Pointing records:
** Begin **

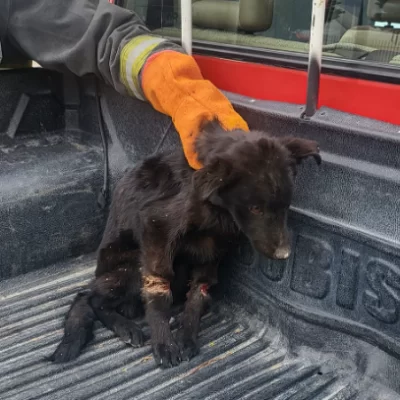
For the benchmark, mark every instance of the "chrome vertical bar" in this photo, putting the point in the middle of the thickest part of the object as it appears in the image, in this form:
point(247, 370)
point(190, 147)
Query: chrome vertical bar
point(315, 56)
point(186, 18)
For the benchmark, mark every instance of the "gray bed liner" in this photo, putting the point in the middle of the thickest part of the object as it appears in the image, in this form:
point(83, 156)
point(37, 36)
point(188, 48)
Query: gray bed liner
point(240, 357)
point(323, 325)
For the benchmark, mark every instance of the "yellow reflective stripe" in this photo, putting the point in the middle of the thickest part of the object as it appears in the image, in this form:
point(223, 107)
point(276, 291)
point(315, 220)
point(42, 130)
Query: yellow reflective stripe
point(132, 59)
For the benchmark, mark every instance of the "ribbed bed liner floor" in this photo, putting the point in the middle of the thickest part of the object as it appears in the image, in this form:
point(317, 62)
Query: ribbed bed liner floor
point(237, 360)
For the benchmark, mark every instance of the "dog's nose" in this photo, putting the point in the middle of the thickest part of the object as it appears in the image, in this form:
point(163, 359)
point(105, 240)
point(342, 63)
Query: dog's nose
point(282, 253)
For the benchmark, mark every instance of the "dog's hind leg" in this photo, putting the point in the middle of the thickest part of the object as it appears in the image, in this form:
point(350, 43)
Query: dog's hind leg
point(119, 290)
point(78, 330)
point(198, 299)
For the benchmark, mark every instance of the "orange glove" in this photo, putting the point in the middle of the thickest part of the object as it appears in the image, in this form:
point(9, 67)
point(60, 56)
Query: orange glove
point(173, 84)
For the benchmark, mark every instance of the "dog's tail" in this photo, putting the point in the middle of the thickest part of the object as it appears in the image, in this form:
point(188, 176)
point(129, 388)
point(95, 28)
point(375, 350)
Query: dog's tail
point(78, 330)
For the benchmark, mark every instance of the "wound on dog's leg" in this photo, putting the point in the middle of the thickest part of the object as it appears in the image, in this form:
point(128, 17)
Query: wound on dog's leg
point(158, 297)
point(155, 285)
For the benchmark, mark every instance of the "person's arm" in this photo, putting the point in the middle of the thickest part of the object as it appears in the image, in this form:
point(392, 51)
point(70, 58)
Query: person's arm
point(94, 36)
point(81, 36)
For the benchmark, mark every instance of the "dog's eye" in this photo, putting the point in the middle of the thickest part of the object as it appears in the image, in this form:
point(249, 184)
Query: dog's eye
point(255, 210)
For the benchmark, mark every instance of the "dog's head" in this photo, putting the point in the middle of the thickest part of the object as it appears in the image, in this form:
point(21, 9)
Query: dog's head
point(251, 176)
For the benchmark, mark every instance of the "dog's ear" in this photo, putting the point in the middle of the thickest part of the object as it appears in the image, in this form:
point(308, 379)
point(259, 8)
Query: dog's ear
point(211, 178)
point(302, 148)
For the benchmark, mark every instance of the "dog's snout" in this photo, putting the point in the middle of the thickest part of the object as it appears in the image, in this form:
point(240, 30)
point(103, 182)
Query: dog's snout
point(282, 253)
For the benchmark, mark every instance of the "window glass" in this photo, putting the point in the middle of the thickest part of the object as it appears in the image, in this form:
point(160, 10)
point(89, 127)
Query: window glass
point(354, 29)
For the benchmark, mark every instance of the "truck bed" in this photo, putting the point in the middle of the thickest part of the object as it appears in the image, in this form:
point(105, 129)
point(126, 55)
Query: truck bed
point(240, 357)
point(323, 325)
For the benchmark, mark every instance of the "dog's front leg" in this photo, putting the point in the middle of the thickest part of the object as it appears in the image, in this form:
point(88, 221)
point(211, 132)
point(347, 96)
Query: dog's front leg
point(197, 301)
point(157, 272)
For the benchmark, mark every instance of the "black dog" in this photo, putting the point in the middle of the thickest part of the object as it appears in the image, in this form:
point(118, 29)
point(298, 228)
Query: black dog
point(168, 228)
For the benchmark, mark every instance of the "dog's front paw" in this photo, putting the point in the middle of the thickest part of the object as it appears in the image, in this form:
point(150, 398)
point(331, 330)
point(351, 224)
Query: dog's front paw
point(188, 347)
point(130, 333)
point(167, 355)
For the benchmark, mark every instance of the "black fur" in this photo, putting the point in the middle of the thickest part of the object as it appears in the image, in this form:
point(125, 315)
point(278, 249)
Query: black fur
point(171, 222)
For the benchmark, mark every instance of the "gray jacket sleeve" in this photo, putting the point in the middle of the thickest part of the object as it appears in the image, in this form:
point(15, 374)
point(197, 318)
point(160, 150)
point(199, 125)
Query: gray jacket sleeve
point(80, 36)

** End **

Please turn all the records above into a numbered list with one line per item, skipping blank lines and leaving the pictures out.

Complete output >>
1. For the benchmark, mark every instance of the "chrome vertical bar" in this photo, putting the point in the middle of the thickest part of the object as it appears in the image, in this form:
2. point(247, 370)
3. point(190, 147)
4. Query: chrome vertical bar
5. point(315, 56)
6. point(186, 18)
7. For the benchmark, mark every instance of the "gray bed liner" in this photo, putting the point in the middle of the thickest part of the object as it appears in the image, in this form:
8. point(83, 156)
9. point(37, 36)
10. point(188, 48)
11. Query: gray bed liner
12. point(240, 357)
13. point(323, 325)
14. For the benchmark, mark every instance of the "yellow reflective stripe" in this photo, putting the point in the middle of the thickest part of the object as it appears in the image, in this form:
15. point(223, 107)
16. point(276, 291)
17. point(315, 220)
18. point(42, 130)
19. Query: yellow reflective stripe
20. point(132, 59)
21. For the benchmark, mark every instance of the "ribbed bed liner floor" in this photo, putting the point in the middle of the thickest part of the object as it appears in the image, in this form:
22. point(317, 62)
23. Query: ribbed bed liner floor
24. point(237, 360)
25. For the benchmark, mark every instance of the "dog's nose" in this photo, putting the point in the middle of the thickest part of the object as it appears in the image, in this form:
26. point(163, 359)
27. point(105, 240)
28. point(342, 63)
29. Query: dog's nose
30. point(282, 253)
31. For the benchmark, mark every instance of the "dog's hind leg" in this photo, putting the point in the middle of the thickest part of the object as it appears in the image, in this form:
32. point(350, 43)
33. Query: dog's hind leg
34. point(119, 290)
35. point(78, 330)
36. point(198, 299)
37. For the benchmark, mark every instance of the "orange glove" in this photo, putting the point in the middle of the thickest part of the object as it appears in the image, in this form:
38. point(9, 67)
39. point(60, 56)
40. Query: orange glove
41. point(173, 84)
42. For the benchmark, mark every instance of the "dog's tail" in this photo, putting the point in the middle of the thickest part of the object as it appears in the image, in this form:
43. point(188, 176)
44. point(129, 388)
45. point(95, 28)
46. point(375, 350)
47. Query: dog's tail
48. point(78, 330)
49. For the benchmark, mark every instance of the "wound on dog's leg" in this photo, putting the point in the middle of the thickest part of the object as it appears in the image, in this form:
50. point(128, 17)
51. Query: wound on dog's leg
52. point(158, 297)
53. point(155, 285)
54. For the benchmark, mark every instance of the "person's arm" in this photo, putting the point in the middle of the thickest part of the object as it appears in the image, in this form:
55. point(392, 51)
56. point(70, 58)
57. Query: person's arm
58. point(94, 36)
59. point(81, 36)
60. For the benchmark, mark every instance of the "dog's eye" in this photo, putting the point in the middle of the thickest part of the object as it appears in the image, in this form:
61. point(249, 184)
62. Query: dog's eye
63. point(255, 210)
64. For the benchmark, mark every instance of the "dog's head" in this photo, putting the point in the middle of the thickest part of the object as it appears in the image, in this form:
65. point(21, 9)
66. Query: dog's head
67. point(251, 176)
68. For the benchmark, mark every instance of the "dog's ear" in this photo, putting the point in the middle of the thickest part of the object as it appears in the image, in this form:
69. point(308, 379)
70. point(259, 8)
71. Query: dog's ear
72. point(211, 178)
73. point(302, 148)
74. For the benchmark, mark every instance of the "dog's snout" in this photo, putting the point in the middle of the thickest part of the object as it appears in the image, in this form:
75. point(240, 30)
76. point(103, 182)
77. Query: dog's snout
78. point(282, 253)
79. For the benchmark, mark every instance of the "window glass" in this photo, putting the point in the middle of the thickest part of the object as it appears in the image, in this form:
80. point(160, 10)
81. point(89, 127)
82. Query: window glass
83. point(354, 29)
84. For the benchmark, mark every instance of the "truck bed" in this photo, putting the point in the middle of the thickest part of the object as it appears in the image, in this form:
85. point(105, 129)
86. point(126, 55)
87. Query: truck bed
88. point(240, 357)
89. point(323, 325)
90. For the benchmark, mark every instance of the "dog's front leg" in this photo, putting the point in the middle of the thickest part of the object as it appears in the image, in this form:
91. point(88, 221)
92. point(211, 132)
93. point(347, 96)
94. Query: dog's front leg
95. point(197, 301)
96. point(157, 272)
97. For the benchmark, mark every instance of the "black dog" in this photo, putting the point in the middle of the thickest part of the object as it appears in the image, in this form:
98. point(118, 29)
99. point(298, 228)
100. Query: black dog
101. point(168, 228)
102. For the benchmark, mark every instance of the "dog's front paw" in this photo, putting the point in the middle of the thickest part of the object as it appears in the image, in this form:
103. point(150, 398)
104. point(331, 330)
105. point(351, 224)
106. Query: dog's front paw
107. point(188, 347)
108. point(130, 333)
109. point(167, 355)
110. For the benchmark, mark every instance of the "black fur" in this photo, putting the point in the middle of the thickest part of the object as it appears in the image, in this form:
111. point(125, 315)
112. point(278, 249)
113. Query: black fur
114. point(171, 222)
115. For the benchmark, mark every instance of the "gray jacket sleeve" in this photo, putting the point in the middle of the thickest part of the object as it appears in the image, in this form:
116. point(15, 374)
117. point(197, 318)
118. point(160, 150)
119. point(199, 125)
120. Query: gray jacket sleeve
121. point(80, 36)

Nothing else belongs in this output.